### DATASET ROWS
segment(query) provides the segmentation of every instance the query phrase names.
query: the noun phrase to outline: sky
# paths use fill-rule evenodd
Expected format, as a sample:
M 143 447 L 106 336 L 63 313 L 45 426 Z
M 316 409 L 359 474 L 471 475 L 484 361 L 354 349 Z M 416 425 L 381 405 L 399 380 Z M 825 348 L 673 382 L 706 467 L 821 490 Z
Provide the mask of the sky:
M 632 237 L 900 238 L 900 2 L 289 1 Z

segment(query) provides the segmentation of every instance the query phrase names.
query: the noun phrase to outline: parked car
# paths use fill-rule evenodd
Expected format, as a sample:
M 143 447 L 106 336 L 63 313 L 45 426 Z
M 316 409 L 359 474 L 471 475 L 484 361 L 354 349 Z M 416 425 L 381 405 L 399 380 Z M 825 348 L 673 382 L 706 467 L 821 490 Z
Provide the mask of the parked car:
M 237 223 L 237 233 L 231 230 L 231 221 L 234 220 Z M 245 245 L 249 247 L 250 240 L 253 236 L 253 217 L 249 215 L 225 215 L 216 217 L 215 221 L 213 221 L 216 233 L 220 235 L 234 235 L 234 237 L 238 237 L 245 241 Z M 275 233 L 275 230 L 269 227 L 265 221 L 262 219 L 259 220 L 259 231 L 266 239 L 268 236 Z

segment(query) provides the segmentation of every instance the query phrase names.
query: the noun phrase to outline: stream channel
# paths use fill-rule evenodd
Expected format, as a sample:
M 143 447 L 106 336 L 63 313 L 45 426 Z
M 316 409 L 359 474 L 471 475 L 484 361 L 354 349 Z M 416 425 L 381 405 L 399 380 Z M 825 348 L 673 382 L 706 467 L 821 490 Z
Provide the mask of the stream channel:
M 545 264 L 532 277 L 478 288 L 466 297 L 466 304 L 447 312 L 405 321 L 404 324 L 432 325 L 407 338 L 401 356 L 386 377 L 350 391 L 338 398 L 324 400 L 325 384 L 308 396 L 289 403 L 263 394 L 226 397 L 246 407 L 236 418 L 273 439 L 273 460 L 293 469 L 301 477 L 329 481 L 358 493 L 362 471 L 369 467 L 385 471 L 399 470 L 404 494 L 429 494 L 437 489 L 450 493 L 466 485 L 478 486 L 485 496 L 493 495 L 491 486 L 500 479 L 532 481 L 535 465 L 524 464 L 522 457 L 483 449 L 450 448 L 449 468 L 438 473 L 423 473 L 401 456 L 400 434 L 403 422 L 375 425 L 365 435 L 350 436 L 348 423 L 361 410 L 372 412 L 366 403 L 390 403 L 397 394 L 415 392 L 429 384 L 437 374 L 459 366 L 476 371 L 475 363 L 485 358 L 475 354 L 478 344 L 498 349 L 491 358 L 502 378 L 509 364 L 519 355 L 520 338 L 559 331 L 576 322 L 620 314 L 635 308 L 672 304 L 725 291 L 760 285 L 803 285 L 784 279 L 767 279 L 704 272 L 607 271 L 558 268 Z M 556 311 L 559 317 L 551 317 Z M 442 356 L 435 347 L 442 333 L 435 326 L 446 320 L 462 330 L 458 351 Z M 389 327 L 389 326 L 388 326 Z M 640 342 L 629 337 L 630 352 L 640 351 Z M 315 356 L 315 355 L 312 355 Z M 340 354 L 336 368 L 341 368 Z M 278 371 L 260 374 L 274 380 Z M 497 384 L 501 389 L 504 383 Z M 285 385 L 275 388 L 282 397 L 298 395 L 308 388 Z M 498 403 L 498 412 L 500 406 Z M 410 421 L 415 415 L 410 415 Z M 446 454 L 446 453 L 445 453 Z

### GIVEN EXERCISE
Shift each coordinate in the answers by adding 18 to it, and reproduce the part of the records that opens with their first line and closes with the line containing "M 632 237 L 900 238 L 900 2 L 289 1 Z". Keep every line in that span, requests included, and give nothing beyond it.

### OUTPUT
segment(query) provides the segmentation of every instance the query phrase names.
query: the noun phrase to outline: sky
# paths use fill-rule evenodd
Expected format, as a sample:
M 143 447 L 106 336 L 63 313 L 45 426 Z
M 316 409 L 359 474 L 471 475 L 484 361 L 354 349 Z M 416 425 L 381 405 L 399 380 Z M 825 348 L 673 382 L 706 467 L 821 490 Z
Provide the mask of the sky:
M 650 255 L 918 256 L 918 20 L 307 19 Z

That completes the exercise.